Exercise data START

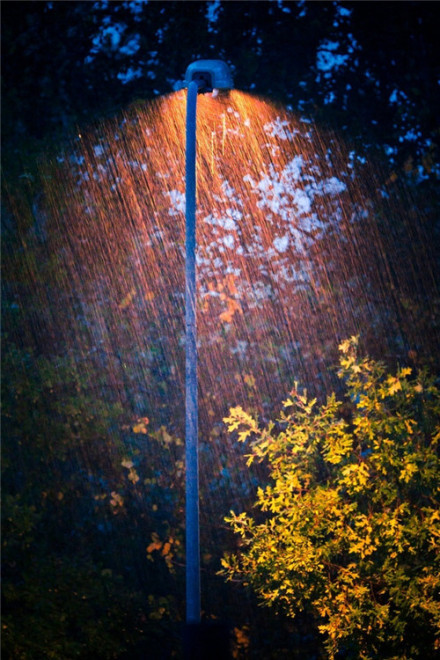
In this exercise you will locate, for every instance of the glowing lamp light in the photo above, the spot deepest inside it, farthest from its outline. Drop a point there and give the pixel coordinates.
(201, 77)
(210, 74)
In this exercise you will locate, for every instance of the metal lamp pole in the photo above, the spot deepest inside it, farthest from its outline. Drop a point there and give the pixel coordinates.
(191, 410)
(201, 76)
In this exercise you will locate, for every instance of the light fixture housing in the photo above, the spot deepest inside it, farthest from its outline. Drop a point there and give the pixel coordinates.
(210, 74)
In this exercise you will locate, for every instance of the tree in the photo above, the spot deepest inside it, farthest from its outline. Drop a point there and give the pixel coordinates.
(348, 529)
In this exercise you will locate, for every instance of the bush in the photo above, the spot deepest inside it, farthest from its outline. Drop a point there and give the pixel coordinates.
(348, 529)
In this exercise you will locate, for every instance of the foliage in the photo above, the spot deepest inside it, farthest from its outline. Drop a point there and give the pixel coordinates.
(348, 528)
(76, 577)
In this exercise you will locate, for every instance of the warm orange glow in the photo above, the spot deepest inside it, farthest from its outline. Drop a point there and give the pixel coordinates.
(290, 258)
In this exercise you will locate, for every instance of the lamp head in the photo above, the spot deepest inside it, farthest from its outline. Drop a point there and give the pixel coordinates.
(210, 74)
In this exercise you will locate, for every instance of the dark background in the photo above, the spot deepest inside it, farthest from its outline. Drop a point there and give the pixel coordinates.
(77, 582)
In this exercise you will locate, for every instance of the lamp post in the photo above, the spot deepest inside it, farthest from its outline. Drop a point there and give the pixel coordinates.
(201, 77)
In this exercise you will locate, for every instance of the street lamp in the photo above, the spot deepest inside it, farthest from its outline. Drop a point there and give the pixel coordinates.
(201, 77)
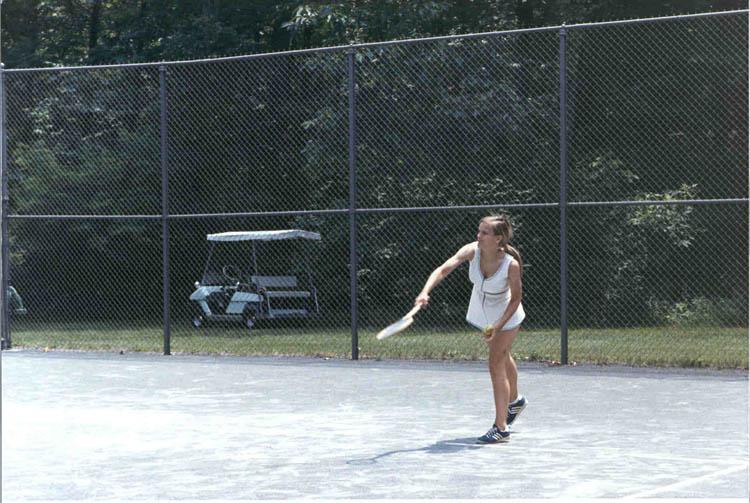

Exercise data END

**Activity**
Each entry must be retyped word for word, with every image omitted.

**Final answer**
In this exercise you will locate, for every instance of the glowing lamp light in the photo above, the spot deepest inside it, farthest from its outline. Drop a point there and give the pixel coordinates.
(201, 77)
(210, 74)
In this exercise you will locate, for every instance of the metal lamp pole in the photo above, the spot deepest inside it, farthest from its outline. Drop a point there and give the pixel coordinates.
(191, 410)
(201, 76)
In this exercise you will locate, for every instance of the light fixture housing in the photo above, the spot deepest inside it, farthest from its outline. Drop a point there and give the pixel coordinates.
(210, 74)
In this exercise you will locate, for every instance of the tree in the photo above, the spot deepest inside it, farthest from its outline. Drop a point there and give the pixel coordinates.
(348, 529)
In this exercise you will locate, for every instance of the bush in the photo above, the spot deepest inside it, farthest from its outline. Drop a point there and give the pixel coordinates.
(348, 529)
In this exercise you will locate, for every instance of the foliage in the photo above, the spot deepest inside it, farthest from its outline. Drop a point there and give the pixel coordinates.
(348, 528)
(76, 577)
In this exercise you will locate, for every instance of the warm orange glow in the photo above, the spot deepest inside it, farthest from its outline. Drop a point there and give the pixel coordinates.
(290, 258)
In this exercise you will locate, for every instance of the lamp head in the photo above, the spot deepest inside it, farthest from its outline. Drop a point there and give the pixel coordinates.
(210, 74)
In this exercise you will locate, for every instance of the dark background in the photo above, the spot deepest inside it, farthest from its outline. Drop a point there and give the pixel coordinates.
(77, 582)
In this exercise you will locate, for every instance of the lamp post in the photo above, the spot deepest inside it, farthest from its outline. Drop a point there and give the pixel coordinates.
(201, 77)
In this exercise you will locate, for every instance of the street lamp in the photo above, the spot deepest inside it, farthest from its outline. Drop a point there and give the pixel coordinates.
(201, 77)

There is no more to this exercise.